● GIVEN TASK
Copy out the entries below verbatim, starting with the line that contains "If you don't mind, please locate the roof" and continuing through the end of the entries.

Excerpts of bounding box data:

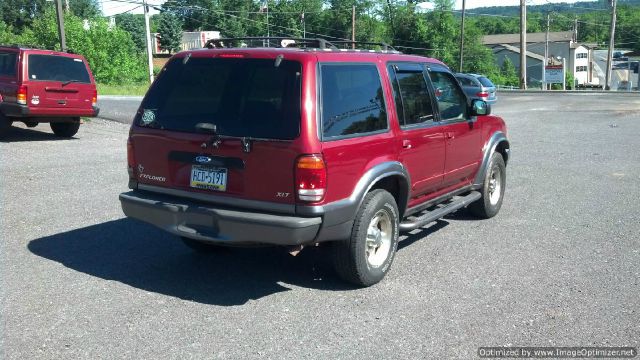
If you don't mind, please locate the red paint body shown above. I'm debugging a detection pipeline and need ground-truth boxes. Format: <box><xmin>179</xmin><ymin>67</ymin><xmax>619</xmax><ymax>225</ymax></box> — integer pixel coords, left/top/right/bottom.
<box><xmin>0</xmin><ymin>46</ymin><xmax>97</xmax><ymax>121</ymax></box>
<box><xmin>129</xmin><ymin>48</ymin><xmax>506</xmax><ymax>215</ymax></box>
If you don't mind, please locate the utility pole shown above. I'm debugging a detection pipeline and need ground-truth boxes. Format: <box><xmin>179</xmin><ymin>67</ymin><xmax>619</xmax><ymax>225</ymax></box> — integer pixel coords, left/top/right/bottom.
<box><xmin>520</xmin><ymin>0</ymin><xmax>527</xmax><ymax>90</ymax></box>
<box><xmin>351</xmin><ymin>5</ymin><xmax>356</xmax><ymax>49</ymax></box>
<box><xmin>56</xmin><ymin>0</ymin><xmax>67</xmax><ymax>52</ymax></box>
<box><xmin>458</xmin><ymin>0</ymin><xmax>466</xmax><ymax>72</ymax></box>
<box><xmin>542</xmin><ymin>13</ymin><xmax>551</xmax><ymax>90</ymax></box>
<box><xmin>604</xmin><ymin>0</ymin><xmax>616</xmax><ymax>90</ymax></box>
<box><xmin>142</xmin><ymin>0</ymin><xmax>153</xmax><ymax>83</ymax></box>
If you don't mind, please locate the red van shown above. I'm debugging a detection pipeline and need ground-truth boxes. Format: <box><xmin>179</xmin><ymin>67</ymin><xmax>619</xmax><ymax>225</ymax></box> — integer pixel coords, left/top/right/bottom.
<box><xmin>0</xmin><ymin>45</ymin><xmax>99</xmax><ymax>137</ymax></box>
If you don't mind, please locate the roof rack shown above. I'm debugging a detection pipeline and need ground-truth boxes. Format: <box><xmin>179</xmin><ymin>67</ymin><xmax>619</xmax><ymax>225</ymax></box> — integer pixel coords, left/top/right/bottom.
<box><xmin>204</xmin><ymin>36</ymin><xmax>400</xmax><ymax>54</ymax></box>
<box><xmin>0</xmin><ymin>44</ymin><xmax>75</xmax><ymax>54</ymax></box>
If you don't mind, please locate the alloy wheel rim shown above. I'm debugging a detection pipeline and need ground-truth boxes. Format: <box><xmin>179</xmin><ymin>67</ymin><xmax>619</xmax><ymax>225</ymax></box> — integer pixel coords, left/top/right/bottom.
<box><xmin>489</xmin><ymin>167</ymin><xmax>502</xmax><ymax>205</ymax></box>
<box><xmin>365</xmin><ymin>209</ymin><xmax>393</xmax><ymax>267</ymax></box>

● FINISHED EXERCISE
If you don't mind, please locate the roof rack shown above. I'm debugging a detection pipeline and need ground-truth boxes. Format: <box><xmin>179</xmin><ymin>67</ymin><xmax>619</xmax><ymax>225</ymax></box> — integer pixel coords, left/top/right/bottom.
<box><xmin>204</xmin><ymin>36</ymin><xmax>400</xmax><ymax>54</ymax></box>
<box><xmin>0</xmin><ymin>44</ymin><xmax>75</xmax><ymax>54</ymax></box>
If you don't mind, please locate the alloy wheel rim shown above. I'm debugging a detection pipeline and need ground-truth boxes. Format: <box><xmin>179</xmin><ymin>67</ymin><xmax>619</xmax><ymax>225</ymax></box> — integer pixel coords, left/top/right/bottom.
<box><xmin>489</xmin><ymin>167</ymin><xmax>502</xmax><ymax>205</ymax></box>
<box><xmin>365</xmin><ymin>209</ymin><xmax>393</xmax><ymax>267</ymax></box>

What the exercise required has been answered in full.